* _What needs to be done_
Please copy every line of the data in which the string "green" appears.

* _Information_
Content starts

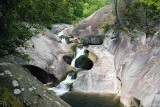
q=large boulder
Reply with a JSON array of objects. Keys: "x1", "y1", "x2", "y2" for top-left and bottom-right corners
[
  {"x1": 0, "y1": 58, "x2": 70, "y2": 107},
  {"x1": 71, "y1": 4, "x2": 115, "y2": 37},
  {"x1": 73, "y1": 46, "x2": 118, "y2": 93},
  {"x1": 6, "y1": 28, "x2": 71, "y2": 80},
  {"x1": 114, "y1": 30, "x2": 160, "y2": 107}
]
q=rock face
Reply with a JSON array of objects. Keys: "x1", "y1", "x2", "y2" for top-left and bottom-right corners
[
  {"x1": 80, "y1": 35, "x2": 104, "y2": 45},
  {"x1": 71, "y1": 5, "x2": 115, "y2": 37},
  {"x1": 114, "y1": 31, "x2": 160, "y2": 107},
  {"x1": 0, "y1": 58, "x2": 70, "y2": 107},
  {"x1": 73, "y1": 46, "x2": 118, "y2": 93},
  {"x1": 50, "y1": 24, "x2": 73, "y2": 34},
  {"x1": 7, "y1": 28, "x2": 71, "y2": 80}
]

Content ends
Content starts

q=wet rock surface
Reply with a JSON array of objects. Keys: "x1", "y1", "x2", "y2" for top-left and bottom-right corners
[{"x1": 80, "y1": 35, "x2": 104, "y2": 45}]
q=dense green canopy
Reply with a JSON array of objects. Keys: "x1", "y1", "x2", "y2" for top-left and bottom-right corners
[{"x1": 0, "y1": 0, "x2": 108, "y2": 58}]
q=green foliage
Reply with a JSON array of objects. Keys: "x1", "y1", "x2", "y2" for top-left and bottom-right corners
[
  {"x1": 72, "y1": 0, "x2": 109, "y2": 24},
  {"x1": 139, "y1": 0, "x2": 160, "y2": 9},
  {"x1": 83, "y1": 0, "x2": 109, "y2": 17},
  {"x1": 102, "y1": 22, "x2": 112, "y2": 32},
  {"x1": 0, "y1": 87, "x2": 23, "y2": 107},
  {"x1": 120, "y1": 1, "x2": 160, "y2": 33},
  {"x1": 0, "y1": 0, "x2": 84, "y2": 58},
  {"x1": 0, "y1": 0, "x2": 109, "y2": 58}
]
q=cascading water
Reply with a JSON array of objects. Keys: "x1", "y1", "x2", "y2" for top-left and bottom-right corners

Content ends

* _Output_
q=dense green canopy
q=green foliage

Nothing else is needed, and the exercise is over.